» **TASK DETAILS**: Whenever a line below includes the word "rake", copy that line.

Image-grounded pointing data
BEGIN

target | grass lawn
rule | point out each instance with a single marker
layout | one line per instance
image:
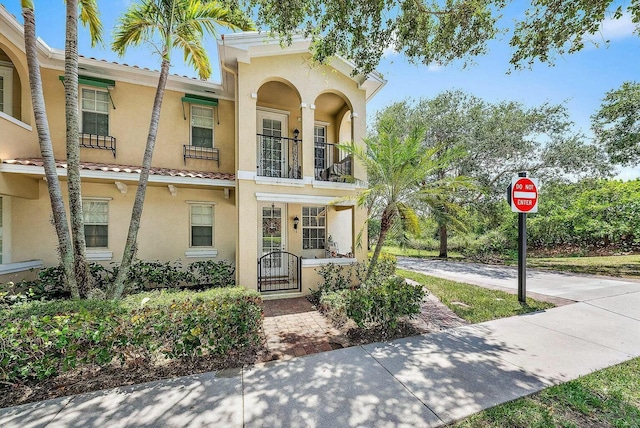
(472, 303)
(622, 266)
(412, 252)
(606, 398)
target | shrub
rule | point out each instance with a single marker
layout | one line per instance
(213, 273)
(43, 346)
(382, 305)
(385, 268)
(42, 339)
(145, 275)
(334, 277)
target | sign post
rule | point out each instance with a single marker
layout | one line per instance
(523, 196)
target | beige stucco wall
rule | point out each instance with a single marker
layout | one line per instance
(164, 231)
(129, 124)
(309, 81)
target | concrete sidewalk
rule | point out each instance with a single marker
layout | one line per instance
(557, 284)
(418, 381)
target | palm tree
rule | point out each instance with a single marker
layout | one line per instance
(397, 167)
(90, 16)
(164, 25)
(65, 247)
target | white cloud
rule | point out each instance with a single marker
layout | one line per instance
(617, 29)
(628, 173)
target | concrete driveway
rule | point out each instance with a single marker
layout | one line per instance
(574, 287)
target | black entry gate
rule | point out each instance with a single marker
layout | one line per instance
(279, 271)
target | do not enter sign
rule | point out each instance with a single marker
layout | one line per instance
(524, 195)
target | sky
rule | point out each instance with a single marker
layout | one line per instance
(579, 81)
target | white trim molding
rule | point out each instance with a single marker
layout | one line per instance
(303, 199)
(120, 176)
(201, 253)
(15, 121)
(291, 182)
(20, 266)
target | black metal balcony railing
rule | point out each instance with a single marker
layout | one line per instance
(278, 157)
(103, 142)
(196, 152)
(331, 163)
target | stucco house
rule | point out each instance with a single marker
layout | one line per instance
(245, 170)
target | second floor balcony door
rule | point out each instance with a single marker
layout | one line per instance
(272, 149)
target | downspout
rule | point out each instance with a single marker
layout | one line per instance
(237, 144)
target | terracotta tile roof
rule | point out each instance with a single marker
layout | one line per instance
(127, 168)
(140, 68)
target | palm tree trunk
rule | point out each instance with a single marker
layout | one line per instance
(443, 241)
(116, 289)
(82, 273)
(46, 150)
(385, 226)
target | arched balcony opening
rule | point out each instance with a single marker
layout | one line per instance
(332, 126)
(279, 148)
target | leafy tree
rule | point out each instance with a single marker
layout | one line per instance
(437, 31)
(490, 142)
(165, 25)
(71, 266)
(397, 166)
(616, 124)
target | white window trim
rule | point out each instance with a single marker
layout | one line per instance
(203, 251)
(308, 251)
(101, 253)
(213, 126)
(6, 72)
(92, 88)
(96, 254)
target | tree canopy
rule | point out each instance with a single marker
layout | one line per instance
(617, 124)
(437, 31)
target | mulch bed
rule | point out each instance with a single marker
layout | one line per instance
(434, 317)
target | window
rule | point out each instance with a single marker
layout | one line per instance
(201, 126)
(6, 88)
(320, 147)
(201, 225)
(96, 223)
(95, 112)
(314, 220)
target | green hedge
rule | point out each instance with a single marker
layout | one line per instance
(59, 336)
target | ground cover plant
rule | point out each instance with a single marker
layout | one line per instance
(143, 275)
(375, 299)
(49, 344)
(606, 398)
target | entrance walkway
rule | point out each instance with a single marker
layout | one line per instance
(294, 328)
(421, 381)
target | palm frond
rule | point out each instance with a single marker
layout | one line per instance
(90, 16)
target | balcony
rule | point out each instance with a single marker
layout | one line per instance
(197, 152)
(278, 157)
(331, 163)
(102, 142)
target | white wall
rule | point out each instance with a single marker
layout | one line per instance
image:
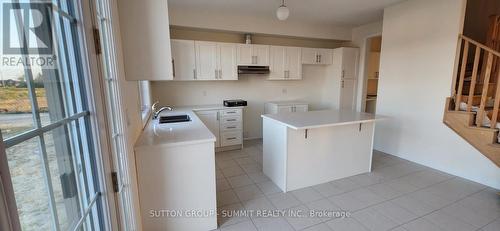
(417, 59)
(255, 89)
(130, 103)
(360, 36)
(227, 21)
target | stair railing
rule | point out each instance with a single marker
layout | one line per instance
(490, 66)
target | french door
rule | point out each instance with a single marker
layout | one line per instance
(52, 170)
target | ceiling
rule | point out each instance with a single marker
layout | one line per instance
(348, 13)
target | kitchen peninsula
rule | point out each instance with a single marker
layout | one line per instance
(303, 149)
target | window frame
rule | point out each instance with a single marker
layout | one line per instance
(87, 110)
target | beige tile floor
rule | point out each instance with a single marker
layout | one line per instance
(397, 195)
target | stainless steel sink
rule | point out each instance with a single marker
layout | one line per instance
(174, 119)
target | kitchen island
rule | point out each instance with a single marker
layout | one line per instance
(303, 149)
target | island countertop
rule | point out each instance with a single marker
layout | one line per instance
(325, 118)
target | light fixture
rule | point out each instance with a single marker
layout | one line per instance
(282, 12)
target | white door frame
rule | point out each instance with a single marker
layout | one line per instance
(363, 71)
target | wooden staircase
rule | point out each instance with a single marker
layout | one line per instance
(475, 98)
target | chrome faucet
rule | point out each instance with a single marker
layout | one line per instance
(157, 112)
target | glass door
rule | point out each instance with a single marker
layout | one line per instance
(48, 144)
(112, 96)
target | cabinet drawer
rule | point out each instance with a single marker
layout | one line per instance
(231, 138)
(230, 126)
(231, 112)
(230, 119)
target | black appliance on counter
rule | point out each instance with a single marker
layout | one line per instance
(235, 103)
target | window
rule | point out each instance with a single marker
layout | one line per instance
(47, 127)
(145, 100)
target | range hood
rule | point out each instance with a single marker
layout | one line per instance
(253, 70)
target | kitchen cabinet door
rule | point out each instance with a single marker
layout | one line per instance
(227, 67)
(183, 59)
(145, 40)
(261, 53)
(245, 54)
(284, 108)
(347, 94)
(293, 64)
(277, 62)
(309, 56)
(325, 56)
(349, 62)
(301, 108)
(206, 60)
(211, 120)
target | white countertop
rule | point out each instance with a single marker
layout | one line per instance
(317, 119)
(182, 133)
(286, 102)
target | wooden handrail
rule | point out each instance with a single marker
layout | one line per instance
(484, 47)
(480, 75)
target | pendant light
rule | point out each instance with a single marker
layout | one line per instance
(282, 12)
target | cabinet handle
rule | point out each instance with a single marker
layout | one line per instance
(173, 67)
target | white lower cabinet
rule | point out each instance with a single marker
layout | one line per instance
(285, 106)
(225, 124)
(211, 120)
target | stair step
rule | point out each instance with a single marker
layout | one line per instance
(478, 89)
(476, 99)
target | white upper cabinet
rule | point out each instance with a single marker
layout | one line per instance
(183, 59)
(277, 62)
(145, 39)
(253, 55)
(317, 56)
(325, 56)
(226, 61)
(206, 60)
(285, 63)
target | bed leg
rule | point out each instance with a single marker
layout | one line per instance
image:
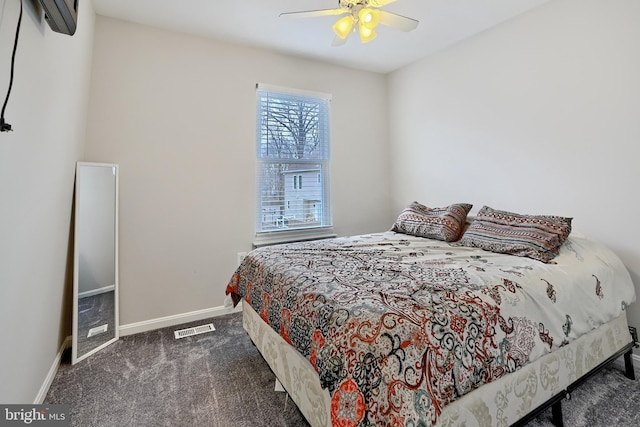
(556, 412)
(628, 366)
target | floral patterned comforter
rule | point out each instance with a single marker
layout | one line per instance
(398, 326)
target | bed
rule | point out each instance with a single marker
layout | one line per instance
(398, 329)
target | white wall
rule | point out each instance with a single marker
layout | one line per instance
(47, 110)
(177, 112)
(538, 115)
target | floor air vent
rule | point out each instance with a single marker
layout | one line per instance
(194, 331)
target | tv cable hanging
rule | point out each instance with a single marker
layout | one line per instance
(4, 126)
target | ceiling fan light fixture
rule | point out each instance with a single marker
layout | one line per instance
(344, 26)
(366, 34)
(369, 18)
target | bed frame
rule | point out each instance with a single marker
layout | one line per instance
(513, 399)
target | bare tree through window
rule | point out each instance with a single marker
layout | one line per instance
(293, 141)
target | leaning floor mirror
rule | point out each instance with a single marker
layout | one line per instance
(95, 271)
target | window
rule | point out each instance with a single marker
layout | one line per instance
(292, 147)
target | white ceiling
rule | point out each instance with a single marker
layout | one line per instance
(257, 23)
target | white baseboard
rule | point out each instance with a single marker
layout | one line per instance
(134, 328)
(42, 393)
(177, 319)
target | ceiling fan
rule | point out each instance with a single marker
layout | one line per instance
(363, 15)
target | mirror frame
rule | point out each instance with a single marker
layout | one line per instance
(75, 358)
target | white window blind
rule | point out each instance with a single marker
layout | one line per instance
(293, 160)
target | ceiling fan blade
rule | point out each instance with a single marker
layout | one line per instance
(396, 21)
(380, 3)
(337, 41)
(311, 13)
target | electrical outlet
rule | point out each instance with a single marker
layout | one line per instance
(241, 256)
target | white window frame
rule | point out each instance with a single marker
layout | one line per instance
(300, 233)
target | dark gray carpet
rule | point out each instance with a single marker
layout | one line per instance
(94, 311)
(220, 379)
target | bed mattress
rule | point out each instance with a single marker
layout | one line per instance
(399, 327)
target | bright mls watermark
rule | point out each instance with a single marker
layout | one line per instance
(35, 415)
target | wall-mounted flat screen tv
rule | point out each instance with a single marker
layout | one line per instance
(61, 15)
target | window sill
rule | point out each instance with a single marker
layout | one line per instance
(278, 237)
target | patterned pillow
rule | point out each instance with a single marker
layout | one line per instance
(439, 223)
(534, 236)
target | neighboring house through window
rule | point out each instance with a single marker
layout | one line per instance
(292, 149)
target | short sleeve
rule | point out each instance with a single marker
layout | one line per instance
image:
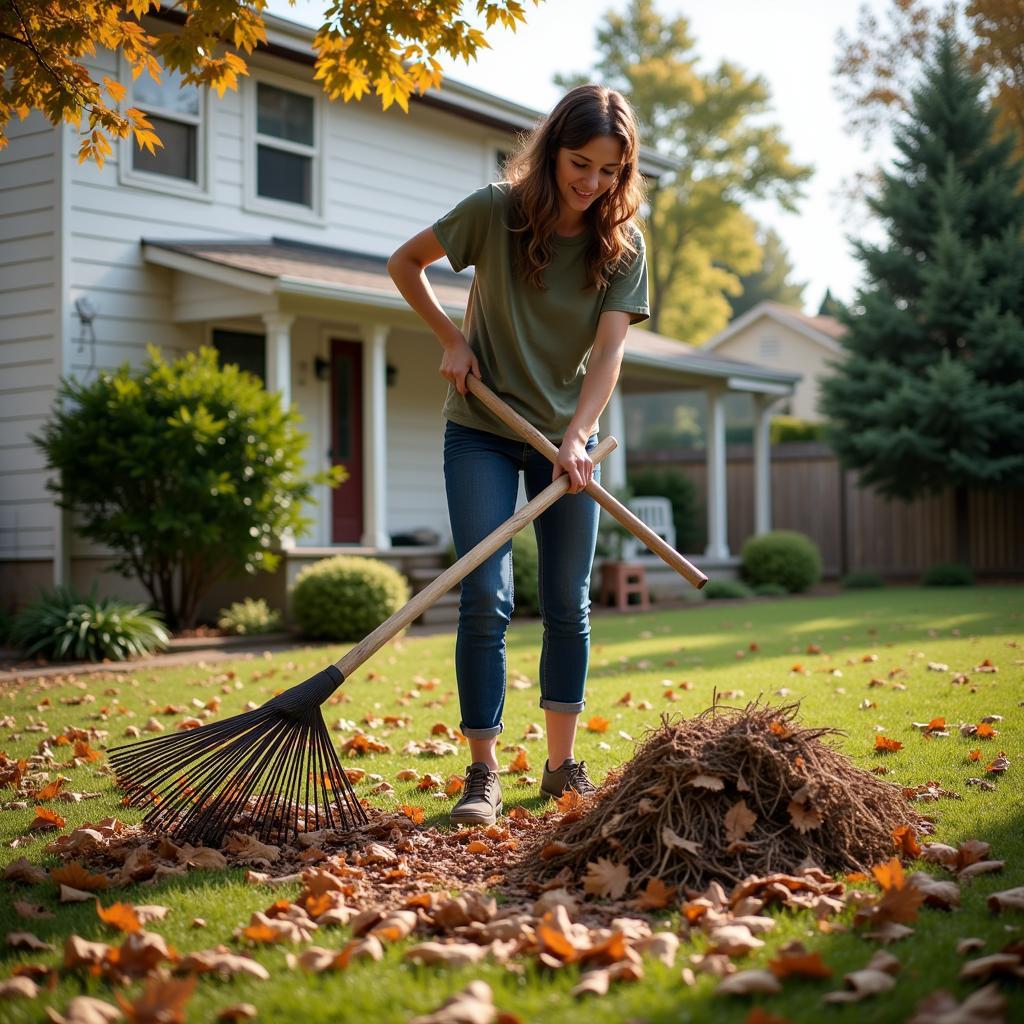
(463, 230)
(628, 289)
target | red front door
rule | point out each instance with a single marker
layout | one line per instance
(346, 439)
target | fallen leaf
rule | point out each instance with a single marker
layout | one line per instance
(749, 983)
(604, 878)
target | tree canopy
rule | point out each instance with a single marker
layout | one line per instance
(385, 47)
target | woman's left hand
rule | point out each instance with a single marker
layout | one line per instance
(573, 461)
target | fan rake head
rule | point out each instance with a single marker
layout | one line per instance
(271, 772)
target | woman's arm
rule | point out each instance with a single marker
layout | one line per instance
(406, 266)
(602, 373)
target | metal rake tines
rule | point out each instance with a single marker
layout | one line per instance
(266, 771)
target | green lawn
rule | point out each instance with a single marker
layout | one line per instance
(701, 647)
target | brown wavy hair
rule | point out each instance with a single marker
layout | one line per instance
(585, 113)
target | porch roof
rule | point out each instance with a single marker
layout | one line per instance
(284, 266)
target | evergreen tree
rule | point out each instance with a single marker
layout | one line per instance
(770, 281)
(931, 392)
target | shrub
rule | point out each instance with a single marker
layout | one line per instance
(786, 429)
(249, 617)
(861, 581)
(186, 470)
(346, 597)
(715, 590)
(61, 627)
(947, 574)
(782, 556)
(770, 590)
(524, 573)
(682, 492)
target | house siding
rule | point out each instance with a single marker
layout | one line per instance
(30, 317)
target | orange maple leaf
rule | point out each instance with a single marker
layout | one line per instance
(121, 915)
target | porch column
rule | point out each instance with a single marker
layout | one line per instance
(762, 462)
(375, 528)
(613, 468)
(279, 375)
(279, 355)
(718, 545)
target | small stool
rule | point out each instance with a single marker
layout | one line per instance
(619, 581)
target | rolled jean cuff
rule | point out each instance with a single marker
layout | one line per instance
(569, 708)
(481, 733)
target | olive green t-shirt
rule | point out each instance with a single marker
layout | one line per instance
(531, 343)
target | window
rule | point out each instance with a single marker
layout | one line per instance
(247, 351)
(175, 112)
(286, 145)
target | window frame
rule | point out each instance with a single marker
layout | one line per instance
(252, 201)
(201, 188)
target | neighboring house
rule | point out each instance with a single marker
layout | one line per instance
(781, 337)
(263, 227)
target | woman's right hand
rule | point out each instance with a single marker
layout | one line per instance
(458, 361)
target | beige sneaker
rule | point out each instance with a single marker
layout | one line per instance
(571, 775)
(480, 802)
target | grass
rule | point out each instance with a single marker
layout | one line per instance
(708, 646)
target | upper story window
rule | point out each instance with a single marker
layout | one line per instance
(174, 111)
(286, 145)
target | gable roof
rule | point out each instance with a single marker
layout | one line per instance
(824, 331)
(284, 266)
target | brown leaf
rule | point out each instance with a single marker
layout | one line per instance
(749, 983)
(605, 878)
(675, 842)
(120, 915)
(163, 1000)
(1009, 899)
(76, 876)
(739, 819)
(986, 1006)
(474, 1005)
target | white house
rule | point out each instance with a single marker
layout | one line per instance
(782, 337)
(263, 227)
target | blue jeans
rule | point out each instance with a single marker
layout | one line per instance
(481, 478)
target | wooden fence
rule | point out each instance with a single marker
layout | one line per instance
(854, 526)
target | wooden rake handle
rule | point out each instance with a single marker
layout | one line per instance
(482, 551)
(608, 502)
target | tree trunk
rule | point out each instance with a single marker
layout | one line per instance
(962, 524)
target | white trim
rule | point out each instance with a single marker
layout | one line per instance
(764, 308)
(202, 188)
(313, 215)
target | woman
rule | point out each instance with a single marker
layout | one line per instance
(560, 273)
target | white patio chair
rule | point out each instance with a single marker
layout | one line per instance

END

» **TASK RESULT**:
target | fan rake head
target | metal rake tines
target | wooden rake handle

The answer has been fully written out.